Start of Block

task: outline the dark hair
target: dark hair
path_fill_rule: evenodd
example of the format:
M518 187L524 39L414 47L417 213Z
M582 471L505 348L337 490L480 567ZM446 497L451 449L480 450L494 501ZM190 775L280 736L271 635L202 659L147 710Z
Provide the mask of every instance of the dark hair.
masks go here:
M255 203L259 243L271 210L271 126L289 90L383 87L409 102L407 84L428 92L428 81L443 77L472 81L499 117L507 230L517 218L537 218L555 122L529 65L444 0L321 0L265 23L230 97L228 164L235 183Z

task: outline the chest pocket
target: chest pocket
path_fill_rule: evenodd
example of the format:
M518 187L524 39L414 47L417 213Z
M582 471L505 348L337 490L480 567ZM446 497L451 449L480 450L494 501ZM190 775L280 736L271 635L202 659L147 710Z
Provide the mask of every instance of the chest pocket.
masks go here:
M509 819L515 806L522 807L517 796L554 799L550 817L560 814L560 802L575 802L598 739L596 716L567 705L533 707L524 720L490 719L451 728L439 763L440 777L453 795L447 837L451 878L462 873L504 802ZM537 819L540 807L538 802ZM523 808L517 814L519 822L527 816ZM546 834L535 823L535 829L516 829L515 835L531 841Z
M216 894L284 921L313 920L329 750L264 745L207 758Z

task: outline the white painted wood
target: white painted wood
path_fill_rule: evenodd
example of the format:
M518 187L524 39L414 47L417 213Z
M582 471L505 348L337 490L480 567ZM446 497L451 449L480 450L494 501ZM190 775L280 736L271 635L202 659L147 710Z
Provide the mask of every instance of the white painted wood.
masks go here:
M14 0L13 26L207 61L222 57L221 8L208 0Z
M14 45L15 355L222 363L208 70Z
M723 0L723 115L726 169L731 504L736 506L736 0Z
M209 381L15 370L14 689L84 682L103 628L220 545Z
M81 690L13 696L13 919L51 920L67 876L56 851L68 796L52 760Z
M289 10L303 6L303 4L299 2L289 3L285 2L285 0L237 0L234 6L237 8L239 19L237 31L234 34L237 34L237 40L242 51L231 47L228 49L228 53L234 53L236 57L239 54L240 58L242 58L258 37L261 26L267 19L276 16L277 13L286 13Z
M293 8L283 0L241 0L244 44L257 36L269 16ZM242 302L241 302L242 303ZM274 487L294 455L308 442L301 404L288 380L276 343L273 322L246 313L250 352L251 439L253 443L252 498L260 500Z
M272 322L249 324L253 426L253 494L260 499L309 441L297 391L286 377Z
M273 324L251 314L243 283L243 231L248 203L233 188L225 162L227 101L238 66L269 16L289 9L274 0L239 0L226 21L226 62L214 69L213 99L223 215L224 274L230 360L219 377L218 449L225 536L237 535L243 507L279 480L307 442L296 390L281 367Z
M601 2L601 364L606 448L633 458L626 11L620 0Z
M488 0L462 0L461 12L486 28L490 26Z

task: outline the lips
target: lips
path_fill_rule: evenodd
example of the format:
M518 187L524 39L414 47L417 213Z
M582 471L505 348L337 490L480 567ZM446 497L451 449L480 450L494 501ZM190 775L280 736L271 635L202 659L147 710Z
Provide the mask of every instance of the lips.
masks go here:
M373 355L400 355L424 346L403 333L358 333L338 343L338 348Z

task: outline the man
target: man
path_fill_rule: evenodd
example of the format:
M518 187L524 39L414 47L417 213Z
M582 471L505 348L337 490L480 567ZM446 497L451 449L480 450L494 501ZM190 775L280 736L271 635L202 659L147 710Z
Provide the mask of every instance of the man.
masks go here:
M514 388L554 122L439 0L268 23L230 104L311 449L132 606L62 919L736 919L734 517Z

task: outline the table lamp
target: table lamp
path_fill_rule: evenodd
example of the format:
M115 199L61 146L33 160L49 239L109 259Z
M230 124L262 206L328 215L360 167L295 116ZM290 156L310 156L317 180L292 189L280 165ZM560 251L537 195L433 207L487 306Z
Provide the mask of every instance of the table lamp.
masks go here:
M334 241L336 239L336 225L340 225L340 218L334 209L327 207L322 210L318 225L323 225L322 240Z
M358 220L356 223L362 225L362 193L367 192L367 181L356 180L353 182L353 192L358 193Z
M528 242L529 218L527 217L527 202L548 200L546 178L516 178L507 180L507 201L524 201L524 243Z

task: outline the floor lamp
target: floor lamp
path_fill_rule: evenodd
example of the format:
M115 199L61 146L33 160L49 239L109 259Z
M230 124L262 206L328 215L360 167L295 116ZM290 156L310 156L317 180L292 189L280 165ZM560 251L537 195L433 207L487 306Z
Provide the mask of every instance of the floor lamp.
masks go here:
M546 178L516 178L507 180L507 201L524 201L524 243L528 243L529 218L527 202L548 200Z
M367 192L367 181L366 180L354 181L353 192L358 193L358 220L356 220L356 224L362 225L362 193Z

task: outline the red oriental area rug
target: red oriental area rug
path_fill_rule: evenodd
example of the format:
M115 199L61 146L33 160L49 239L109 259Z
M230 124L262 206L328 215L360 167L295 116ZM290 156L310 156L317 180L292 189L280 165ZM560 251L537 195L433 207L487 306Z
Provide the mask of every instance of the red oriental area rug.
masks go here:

End of Block

▸ **What is required**
Reproduce the entries above in full by retyping them exactly.

▸ **Worked solution**
task: outline the dark hair
target: dark hair
path_fill_rule: evenodd
example of the format:
M518 187L524 39L414 47L417 213Z
M582 471L505 348L337 490L480 567ZM446 497L451 449L480 450L494 501ZM190 775L280 736L271 635L202 659L147 710Z
Provide the mask of every instance of the dark hair.
masks go here:
M255 203L259 243L271 210L271 126L289 90L383 87L409 102L407 84L428 92L428 81L443 77L472 81L499 117L507 230L517 218L537 218L555 122L529 65L444 0L321 0L265 23L230 97L228 164L235 183Z

task: outline the chest pocket
target: chest pocket
path_fill_rule: evenodd
example of the format:
M518 187L524 39L414 47L417 213Z
M582 471L505 348L337 490L480 567ZM446 497L451 449L480 450L494 501ZM190 775L280 736L271 635L202 659L147 710Z
Provide the mask of every instance of the chest pocket.
masks go here:
M509 819L515 806L522 807L517 796L554 799L550 817L560 814L560 802L575 802L598 739L596 716L567 705L533 707L524 720L490 719L451 728L439 763L440 777L453 795L447 837L451 878L462 873L504 802ZM537 819L540 807L538 802ZM523 808L517 814L519 822L527 816ZM546 834L535 823L535 829L516 829L515 835L531 841Z
M216 894L284 921L313 920L329 750L264 745L207 758Z

task: outline the white painted wood
target: white painted wood
path_fill_rule: evenodd
example of the format:
M518 187L524 39L414 47L417 213Z
M582 471L505 348L337 490L480 567ZM446 497L451 449L480 450L494 501ZM190 775L280 736L271 635L202 659L147 710Z
Provide the mask of every instance of the white painted wood.
masks go here:
M14 0L13 26L207 61L222 57L221 8L208 0Z
M14 45L15 355L222 363L208 70Z
M723 0L723 115L726 169L731 504L736 506L736 0Z
M209 381L15 370L14 689L84 682L103 628L220 545Z
M81 690L13 696L13 919L51 920L67 876L56 851L68 796L52 760Z
M289 10L303 6L303 4L299 2L289 3L285 2L285 0L237 0L234 6L237 8L239 19L237 31L234 34L237 34L237 40L242 51L231 47L228 49L228 53L234 53L236 57L239 54L240 58L242 58L258 37L261 26L267 19L276 16L277 13L286 13Z
M293 8L283 0L241 0L244 44L257 36L269 16ZM242 302L241 302L242 303ZM274 487L294 455L308 442L301 404L288 380L276 343L273 322L246 313L250 352L251 439L253 443L252 498L260 500Z
M272 322L249 324L253 426L253 494L260 499L309 441L297 391L286 377Z
M273 324L251 314L243 283L243 231L248 203L233 188L225 162L227 101L238 66L269 16L289 9L274 0L239 0L226 21L226 62L214 69L213 99L223 215L224 274L230 360L219 377L218 449L225 536L237 535L243 507L279 480L307 442L296 390L281 367Z
M601 2L601 364L606 448L633 458L626 11L620 0Z
M488 0L462 0L461 12L486 28L490 26Z

task: outline the lips
target: lips
path_fill_rule: evenodd
example of the format:
M518 187L524 39L414 47L417 213Z
M582 471L505 348L337 490L480 567ZM446 497L451 449L480 450L494 501ZM190 775L280 736L271 635L202 659L147 710Z
Provide the mask of every instance of the lips.
masks go here:
M373 355L400 355L424 346L403 333L358 333L338 343L338 348Z

task: outline the man
target: man
path_fill_rule: evenodd
example of the format:
M518 187L524 39L414 47L417 213Z
M582 471L505 348L337 490L480 567ZM446 497L451 449L480 450L494 501ZM190 775L280 736L271 635L202 659L147 710Z
Provide the mask of every instance of the man.
masks go here:
M514 388L554 122L439 0L268 23L230 104L311 449L132 606L62 919L736 919L734 517Z

task: outline the table lamp
target: table lamp
path_fill_rule: evenodd
example of the format:
M115 199L61 146L33 160L49 239L109 259Z
M230 124L262 206L328 215L360 167L295 116ZM290 156L310 156L317 180L292 189L280 165ZM560 251L537 195L433 207L487 306Z
Provide the mask of every instance of the table lamp.
masks go here:
M334 241L336 239L336 225L340 225L340 218L334 209L327 207L322 210L318 225L323 225L322 240Z
M358 220L356 223L362 225L362 193L367 192L367 181L356 180L353 182L353 192L358 193Z
M528 242L529 218L527 217L527 202L548 200L546 178L516 178L507 180L507 201L524 201L524 243Z

task: outline the floor lamp
target: floor lamp
path_fill_rule: evenodd
example of the format:
M115 199L61 146L33 160L49 239L109 259Z
M230 124L262 206L328 215L360 167L295 116ZM290 156L310 156L317 180L292 189L280 165ZM560 251L537 195L433 207L487 306Z
Provide the mask of every instance of the floor lamp.
masks go here:
M546 178L516 178L507 180L507 201L524 201L524 243L528 243L529 218L527 202L548 200Z
M367 192L367 181L366 180L354 181L353 192L358 193L358 220L356 220L356 224L362 225L362 193Z

task: outline the red oriental area rug
target: red oriental area rug
path_fill_rule: evenodd
example of the format:
M115 199L61 146L33 160L49 239L109 259Z
M230 124L262 206L328 215L360 167L295 116ZM290 156L310 156L317 180L292 189L280 165ZM560 251L537 195L433 207L487 306Z
Provide the mask of every instance of the red oriental area rug.
masks go here:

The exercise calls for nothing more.